* _TEXT PASSAGE_:
Jesse, Judy and Kelvin (Adam DeVine) discover that Lori was seen constantly with multiple men, all of which have been reported either missing or dead. To learn more, they consult with Baby Billy (Walton Goggins), who will only divulge information if they greenlight his TV pitch Teenjus, a show about a teenage Jesus. They reluctantly agree, and Billy explains that Lori contacted him to appear in Aimee-Leigh's anniversary telethon as she was broke, suggesting she is with Eli for his money. The siblings reveal this to Eli, who refuses to believe it and warns them to step aside.

At the Top Christ Following Man of the Year ceremony, the nominees engage in a debate over multiple subject matters. Vance uses the opportunity to question Kelvin's nomination, feeling that he is included solely because of his homosexuality, embarrassing Kelvin on the air. Judy returns home and finds that BJ has grown attached to Dr. Watson, and apologizes for his behavior. While Eli stays over at Lori's house, a brick smashes the window with the word "Sinners" written, and they also find Eli's car on fire. Lori tells Eli that she has not been honest with him, and that they must talk about her ex.

==Production==
===Development===
The episode was written by executive producer John Carcieri, executive producer Jeff Fradley, and series creator Danny McBride, and directed by executive producer Jody Hill. This was Carcieri's 22nd writing credit, Fradley's 16th writing credit, McBride's 32nd writing credit, and Hill's 15th directing credit.

==Reception==
===Viewers===
In its original American broadcast, "You Shall Remember" was seen by an estimated 0.276 million household viewers with a 0.05 in the 18-49 demographics. This means that 0.05 percent of all households with televisions watched the episode. This was a 27% decrease in viewership from the previous episode, which was watched by 0.375 million household viewers with a 0.09 in the 18-49 demographics.

===Critical reviews===
"You Shall Remember" received generally positive reviews from critics. Matt Schimkowitz of The A.V. Club gave the episode a "B–" grade and wrote, "Though “You Shall Remember” may be a touch forgettable as it transitions from the first half of the season into the second, doubling back to Vance to give Kelvin some conflict, it nevertheless delivers enough oddness and distinctive comedy to keep it feeling like every other show about rich idiots. God really does have the Gemstones' backs."

* _RECORDED DATA_:
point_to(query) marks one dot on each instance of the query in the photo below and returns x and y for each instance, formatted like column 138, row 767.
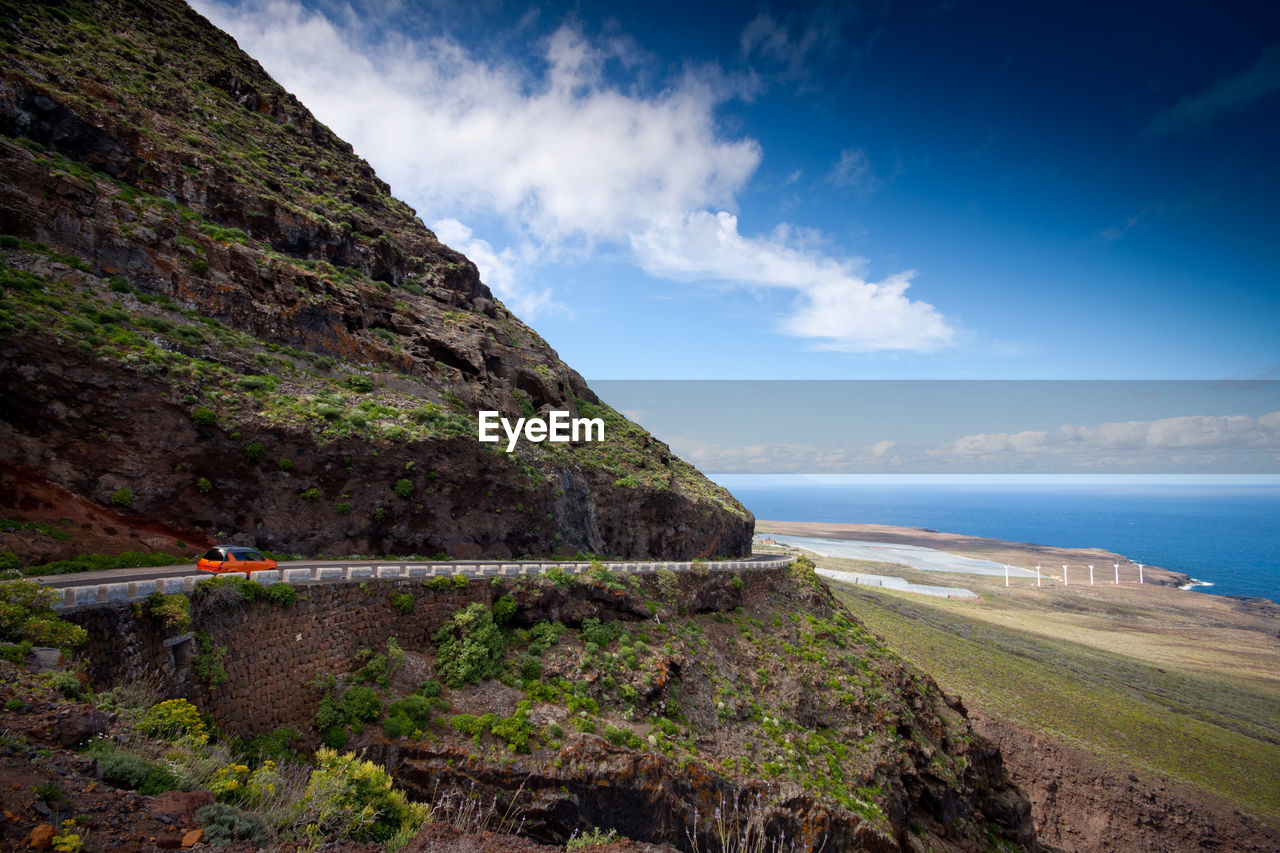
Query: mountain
column 219, row 324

* _WHAT YOU SHOULD DO_:
Write a continuation of the text about the "You Shall Remember" episode, beginning right after its final sentence. The listing is not needed for what follows.

* _EXERCISE OUTPUT_:
Scott Tobias of Vulture gave the episode a 3 star rating out of 5 and wrote, "tonight's episode of The Righteous Gemstones has to do a lot of table-setting for the final stretch, which might account for why it's a shade less inspired than usual. Not that it doesn't have plenty of fun on the margins, but the gears of the plot have to grind a little to set up confrontations to come."

Robert Pitman of Screen Rant wrote, "By continuing episode 3's rivalry between Jesse Gemstone and Vance Simkins with Jesse, Judy, and Kelvin's attempts to break Eli and Lori up in episode 4, episode 5 moves the story forward more than any of the previous episodes. This is the right call for the show, as episode 4's decision to ignore the cliffhanger ending of Vance Simkins' church getting burned down was controversial. However, the fact that any of these stories were in episode 5 is surprising to many." Hawk Ripjaw of TV Obsessive wrote, "Now things are really starting to get interesting. If Lori's been hiding the details of her ex (Big D*ck Mitch, or someone else?), what else is she not being as forthcoming about? And if Corey is the one behind the disappearances of Lori's exes, who threw the brick? Could be more than one person causing turmoil behind the scenes, of course, but hopefully next week we'll find out more."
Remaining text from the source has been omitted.